Input Block Start

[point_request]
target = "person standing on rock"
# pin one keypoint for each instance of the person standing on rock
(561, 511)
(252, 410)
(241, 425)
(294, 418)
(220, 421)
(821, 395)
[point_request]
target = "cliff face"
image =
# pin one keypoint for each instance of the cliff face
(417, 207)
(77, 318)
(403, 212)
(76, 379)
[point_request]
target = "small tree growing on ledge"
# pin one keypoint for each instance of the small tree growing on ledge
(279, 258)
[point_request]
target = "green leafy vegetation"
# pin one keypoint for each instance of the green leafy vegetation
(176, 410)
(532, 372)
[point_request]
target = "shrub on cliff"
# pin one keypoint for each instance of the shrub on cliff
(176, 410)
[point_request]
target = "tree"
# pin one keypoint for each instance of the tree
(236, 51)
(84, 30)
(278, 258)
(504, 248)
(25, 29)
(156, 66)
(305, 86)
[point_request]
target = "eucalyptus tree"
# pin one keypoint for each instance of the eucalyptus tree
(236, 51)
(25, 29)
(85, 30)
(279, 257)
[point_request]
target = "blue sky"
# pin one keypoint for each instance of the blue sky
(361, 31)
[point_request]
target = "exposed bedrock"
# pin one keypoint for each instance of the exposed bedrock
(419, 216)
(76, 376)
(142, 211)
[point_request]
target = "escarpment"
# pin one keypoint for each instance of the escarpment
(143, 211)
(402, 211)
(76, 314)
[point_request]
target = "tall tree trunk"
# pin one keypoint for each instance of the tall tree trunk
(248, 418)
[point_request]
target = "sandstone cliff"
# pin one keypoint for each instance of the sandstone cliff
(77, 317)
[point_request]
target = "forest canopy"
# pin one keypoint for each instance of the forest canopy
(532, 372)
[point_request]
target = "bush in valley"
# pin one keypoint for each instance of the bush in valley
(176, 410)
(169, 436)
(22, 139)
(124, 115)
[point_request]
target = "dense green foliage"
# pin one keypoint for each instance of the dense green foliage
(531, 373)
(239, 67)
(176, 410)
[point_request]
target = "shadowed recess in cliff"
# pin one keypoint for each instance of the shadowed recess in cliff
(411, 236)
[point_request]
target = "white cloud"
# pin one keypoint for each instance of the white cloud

Input Block End

• **What to work on**:
Would you count the lines in the data that contain "cloud" and answer with only the number?

• **Output for this task**:
2